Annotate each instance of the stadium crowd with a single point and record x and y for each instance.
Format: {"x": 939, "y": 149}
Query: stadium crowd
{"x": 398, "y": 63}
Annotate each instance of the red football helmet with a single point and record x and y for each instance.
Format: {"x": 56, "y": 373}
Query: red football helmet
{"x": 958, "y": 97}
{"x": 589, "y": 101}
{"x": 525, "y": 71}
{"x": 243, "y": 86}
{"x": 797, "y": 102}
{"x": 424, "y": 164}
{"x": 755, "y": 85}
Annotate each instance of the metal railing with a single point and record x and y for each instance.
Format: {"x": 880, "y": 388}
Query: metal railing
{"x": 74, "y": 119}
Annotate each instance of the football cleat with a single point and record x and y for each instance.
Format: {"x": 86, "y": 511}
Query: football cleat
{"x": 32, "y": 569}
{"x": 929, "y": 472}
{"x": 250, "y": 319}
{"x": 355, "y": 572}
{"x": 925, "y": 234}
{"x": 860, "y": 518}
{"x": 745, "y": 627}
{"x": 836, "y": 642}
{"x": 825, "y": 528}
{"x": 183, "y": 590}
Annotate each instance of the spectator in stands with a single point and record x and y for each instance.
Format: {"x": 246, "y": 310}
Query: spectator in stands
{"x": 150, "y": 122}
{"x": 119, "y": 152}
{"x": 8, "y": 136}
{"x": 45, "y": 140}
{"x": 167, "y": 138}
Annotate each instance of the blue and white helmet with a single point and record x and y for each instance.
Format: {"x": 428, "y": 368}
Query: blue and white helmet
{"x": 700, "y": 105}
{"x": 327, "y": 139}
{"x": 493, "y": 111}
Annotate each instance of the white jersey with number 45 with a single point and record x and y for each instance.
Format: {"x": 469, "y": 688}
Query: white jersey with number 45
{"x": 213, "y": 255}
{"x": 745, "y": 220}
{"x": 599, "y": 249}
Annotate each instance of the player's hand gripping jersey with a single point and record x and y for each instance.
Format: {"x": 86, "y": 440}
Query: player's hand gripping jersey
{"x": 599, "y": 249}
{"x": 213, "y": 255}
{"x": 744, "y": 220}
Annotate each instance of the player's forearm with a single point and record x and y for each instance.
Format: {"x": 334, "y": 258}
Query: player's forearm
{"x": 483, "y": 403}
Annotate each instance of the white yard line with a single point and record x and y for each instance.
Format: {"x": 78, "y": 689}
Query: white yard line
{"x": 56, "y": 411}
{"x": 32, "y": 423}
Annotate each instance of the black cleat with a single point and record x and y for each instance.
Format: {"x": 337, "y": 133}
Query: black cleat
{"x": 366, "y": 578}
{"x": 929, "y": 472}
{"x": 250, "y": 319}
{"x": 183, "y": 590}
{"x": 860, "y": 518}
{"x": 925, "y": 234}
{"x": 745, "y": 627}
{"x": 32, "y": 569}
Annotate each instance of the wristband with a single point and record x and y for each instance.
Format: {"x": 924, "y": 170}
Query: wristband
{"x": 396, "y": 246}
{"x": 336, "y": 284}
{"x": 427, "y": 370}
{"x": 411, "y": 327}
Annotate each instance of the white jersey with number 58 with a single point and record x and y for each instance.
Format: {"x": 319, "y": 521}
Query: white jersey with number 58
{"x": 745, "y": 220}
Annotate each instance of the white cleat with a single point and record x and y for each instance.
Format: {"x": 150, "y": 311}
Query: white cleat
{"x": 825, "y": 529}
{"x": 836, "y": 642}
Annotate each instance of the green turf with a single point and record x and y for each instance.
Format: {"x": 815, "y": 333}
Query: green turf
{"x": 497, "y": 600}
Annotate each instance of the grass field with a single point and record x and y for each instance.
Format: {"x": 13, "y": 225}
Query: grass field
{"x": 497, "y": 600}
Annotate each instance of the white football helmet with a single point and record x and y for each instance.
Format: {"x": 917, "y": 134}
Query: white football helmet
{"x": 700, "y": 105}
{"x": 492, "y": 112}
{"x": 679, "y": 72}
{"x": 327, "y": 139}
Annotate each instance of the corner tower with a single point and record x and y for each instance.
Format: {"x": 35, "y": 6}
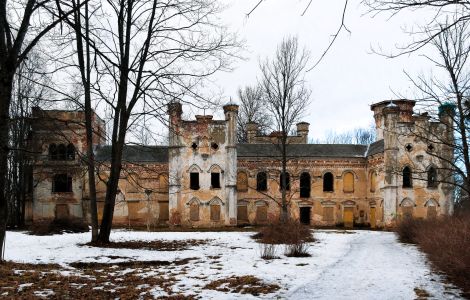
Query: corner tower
{"x": 202, "y": 168}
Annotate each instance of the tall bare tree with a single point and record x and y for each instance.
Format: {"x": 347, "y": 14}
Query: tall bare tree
{"x": 445, "y": 100}
{"x": 153, "y": 52}
{"x": 287, "y": 97}
{"x": 432, "y": 28}
{"x": 251, "y": 110}
{"x": 22, "y": 25}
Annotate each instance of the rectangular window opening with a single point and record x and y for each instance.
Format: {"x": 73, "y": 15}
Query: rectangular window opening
{"x": 194, "y": 181}
{"x": 215, "y": 180}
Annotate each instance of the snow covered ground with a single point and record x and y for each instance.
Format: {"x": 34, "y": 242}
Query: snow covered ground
{"x": 352, "y": 264}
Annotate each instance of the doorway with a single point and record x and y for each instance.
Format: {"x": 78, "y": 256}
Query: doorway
{"x": 305, "y": 215}
{"x": 373, "y": 218}
{"x": 348, "y": 217}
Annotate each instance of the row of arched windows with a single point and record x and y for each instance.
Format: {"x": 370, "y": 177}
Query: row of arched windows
{"x": 305, "y": 182}
{"x": 407, "y": 175}
{"x": 61, "y": 152}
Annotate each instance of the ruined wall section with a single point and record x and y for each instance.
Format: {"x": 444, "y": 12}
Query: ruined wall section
{"x": 419, "y": 144}
{"x": 202, "y": 147}
{"x": 56, "y": 129}
{"x": 326, "y": 207}
{"x": 273, "y": 138}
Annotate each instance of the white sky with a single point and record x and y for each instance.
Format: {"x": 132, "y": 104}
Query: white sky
{"x": 350, "y": 77}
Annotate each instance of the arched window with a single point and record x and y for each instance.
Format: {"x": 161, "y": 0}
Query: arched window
{"x": 261, "y": 181}
{"x": 61, "y": 152}
{"x": 194, "y": 209}
{"x": 52, "y": 152}
{"x": 328, "y": 182}
{"x": 407, "y": 182}
{"x": 348, "y": 182}
{"x": 62, "y": 183}
{"x": 287, "y": 181}
{"x": 432, "y": 177}
{"x": 431, "y": 207}
{"x": 407, "y": 207}
{"x": 70, "y": 152}
{"x": 373, "y": 180}
{"x": 242, "y": 181}
{"x": 163, "y": 183}
{"x": 305, "y": 185}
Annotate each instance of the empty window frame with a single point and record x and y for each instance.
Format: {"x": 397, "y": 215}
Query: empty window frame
{"x": 284, "y": 183}
{"x": 328, "y": 182}
{"x": 262, "y": 181}
{"x": 432, "y": 177}
{"x": 215, "y": 180}
{"x": 194, "y": 181}
{"x": 305, "y": 185}
{"x": 53, "y": 152}
{"x": 407, "y": 181}
{"x": 373, "y": 180}
{"x": 194, "y": 212}
{"x": 242, "y": 182}
{"x": 70, "y": 152}
{"x": 62, "y": 183}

------------------------------------------------

▶ TASK INSTRUCTIONS: Return the whole listing, word for word, and leave out every picture.

▶ ANSWER TO THE EXERCISE:
Annotate each instance of the stadium crowd with a single point and record x and y for each instance.
Format: {"x": 939, "y": 149}
Query: stadium crowd
{"x": 398, "y": 63}
Annotate each instance of the red football helmet with a single point and record x and y for each instance.
Format: {"x": 56, "y": 373}
Query: red football helmet
{"x": 958, "y": 97}
{"x": 589, "y": 101}
{"x": 525, "y": 71}
{"x": 243, "y": 86}
{"x": 797, "y": 102}
{"x": 424, "y": 164}
{"x": 755, "y": 85}
Annotate each instance of the metal railing with a single point and record x and y for each instance.
Format: {"x": 880, "y": 388}
Query: metal railing
{"x": 74, "y": 119}
Annotate each instance of the football cleat with a single point and record x and y for each instance.
Format: {"x": 86, "y": 511}
Query: football cleat
{"x": 32, "y": 569}
{"x": 929, "y": 472}
{"x": 250, "y": 319}
{"x": 355, "y": 572}
{"x": 925, "y": 234}
{"x": 860, "y": 518}
{"x": 745, "y": 627}
{"x": 836, "y": 642}
{"x": 825, "y": 528}
{"x": 183, "y": 590}
Annotate each instance of the spectator in stands with a single point and record x and y for each instance.
Format: {"x": 246, "y": 310}
Query: spectator in stands
{"x": 150, "y": 122}
{"x": 119, "y": 152}
{"x": 8, "y": 136}
{"x": 45, "y": 140}
{"x": 167, "y": 138}
Annotate each instance of the blue and white helmet with a single point and record x and y for each instance.
Format: {"x": 428, "y": 368}
Query: blue and white helmet
{"x": 700, "y": 105}
{"x": 327, "y": 139}
{"x": 493, "y": 111}
Annotate each instance of the white jersey with number 45 with a single point and record x and y for each instance.
Format: {"x": 469, "y": 688}
Query: white jersey with number 45
{"x": 213, "y": 255}
{"x": 745, "y": 220}
{"x": 599, "y": 249}
Annotate each instance of the player's hand gripping jersey with a single point and record x and y for each instance.
Format: {"x": 86, "y": 440}
Query: player's hand gripping jersey
{"x": 599, "y": 249}
{"x": 213, "y": 255}
{"x": 744, "y": 220}
Annotate each instance of the player's forearm with a single point and record x and y for each instance.
Format: {"x": 334, "y": 258}
Query: player's forearm
{"x": 483, "y": 403}
Annotate each instance of the white yard line with a single point and record x and y for each instance.
Format: {"x": 78, "y": 689}
Query: white yard line
{"x": 56, "y": 411}
{"x": 32, "y": 423}
Annotate each instance of the black cleat with a single point and record x and y for each instance.
Format: {"x": 337, "y": 133}
Query: black cleat
{"x": 366, "y": 578}
{"x": 929, "y": 472}
{"x": 250, "y": 319}
{"x": 183, "y": 590}
{"x": 860, "y": 518}
{"x": 925, "y": 234}
{"x": 745, "y": 627}
{"x": 32, "y": 569}
Annotate each instance of the wristband with a single point and record x and y for each instance.
Format: {"x": 924, "y": 170}
Query: wristband
{"x": 396, "y": 246}
{"x": 336, "y": 284}
{"x": 427, "y": 370}
{"x": 411, "y": 327}
Annotate each instance of the white jersey with number 58 with a single point and record x and y for each instance.
Format: {"x": 319, "y": 521}
Query: white jersey with number 58
{"x": 745, "y": 220}
Annotate each instance of the white cleat with a single point and record x and y for each instance.
Format: {"x": 150, "y": 311}
Query: white cleat
{"x": 825, "y": 529}
{"x": 836, "y": 642}
Annotate each instance of the green turf with a single point and record x and y for each instance.
Format: {"x": 815, "y": 333}
Query: green turf
{"x": 497, "y": 600}
Annotate each instance of the grass field with a single point and record x and y for each instance.
Format: {"x": 13, "y": 225}
Query: grass field
{"x": 497, "y": 600}
Annotate each instance of the white football helmet with a single point and record x and y for each instance.
Format: {"x": 917, "y": 134}
Query: white football helmet
{"x": 700, "y": 105}
{"x": 492, "y": 112}
{"x": 679, "y": 72}
{"x": 327, "y": 139}
Annotate each instance of the corner tower with a single point and record x and y for each instance.
Format: {"x": 35, "y": 6}
Query: corner tower
{"x": 202, "y": 168}
Annotate each instance of the tall bare tree with a single point and record x and y for each instance.
Format: {"x": 347, "y": 14}
Query: tall bare tree
{"x": 445, "y": 100}
{"x": 153, "y": 52}
{"x": 287, "y": 97}
{"x": 432, "y": 28}
{"x": 251, "y": 110}
{"x": 22, "y": 25}
Annotate each instance of the rectangular window opening with a single point and record x and y for each instance.
Format: {"x": 73, "y": 15}
Query: rectangular window opening
{"x": 194, "y": 181}
{"x": 215, "y": 180}
Annotate each instance of the snow covered ground with a single point and record x and y for each instance.
Format: {"x": 34, "y": 242}
Query: snow covered ground
{"x": 352, "y": 264}
Annotate each instance of the doorway with a single point and record x and y for each instance.
Format: {"x": 78, "y": 256}
Query: doorway
{"x": 305, "y": 215}
{"x": 373, "y": 218}
{"x": 348, "y": 217}
Annotate each instance of the row of arched windows with a single point and record x and y for each instance.
Format: {"x": 370, "y": 177}
Query: row of arched windows
{"x": 305, "y": 182}
{"x": 407, "y": 175}
{"x": 61, "y": 152}
Annotate each instance of the ruined wall section with a single point and record x and y for each instance.
Format: {"x": 444, "y": 12}
Query: ruined wall section
{"x": 419, "y": 144}
{"x": 202, "y": 147}
{"x": 56, "y": 129}
{"x": 326, "y": 207}
{"x": 273, "y": 138}
Annotate each instance of the white sky with a single point and record x and y for each instance.
Format: {"x": 132, "y": 104}
Query: white sky
{"x": 350, "y": 77}
Annotate each instance of the arched window with a single point and record x and y for each instance.
Format: {"x": 161, "y": 0}
Query: arched window
{"x": 261, "y": 181}
{"x": 61, "y": 152}
{"x": 194, "y": 209}
{"x": 52, "y": 152}
{"x": 328, "y": 182}
{"x": 407, "y": 182}
{"x": 348, "y": 182}
{"x": 62, "y": 183}
{"x": 287, "y": 181}
{"x": 432, "y": 177}
{"x": 431, "y": 207}
{"x": 407, "y": 207}
{"x": 70, "y": 152}
{"x": 373, "y": 180}
{"x": 242, "y": 181}
{"x": 163, "y": 183}
{"x": 305, "y": 185}
Annotate each instance of the empty window frame with a single point and record x and y for each instance.
Format: {"x": 397, "y": 215}
Query: empty window frame
{"x": 284, "y": 183}
{"x": 328, "y": 182}
{"x": 262, "y": 181}
{"x": 432, "y": 177}
{"x": 215, "y": 180}
{"x": 194, "y": 181}
{"x": 305, "y": 185}
{"x": 53, "y": 152}
{"x": 407, "y": 181}
{"x": 373, "y": 180}
{"x": 194, "y": 212}
{"x": 242, "y": 182}
{"x": 70, "y": 152}
{"x": 62, "y": 183}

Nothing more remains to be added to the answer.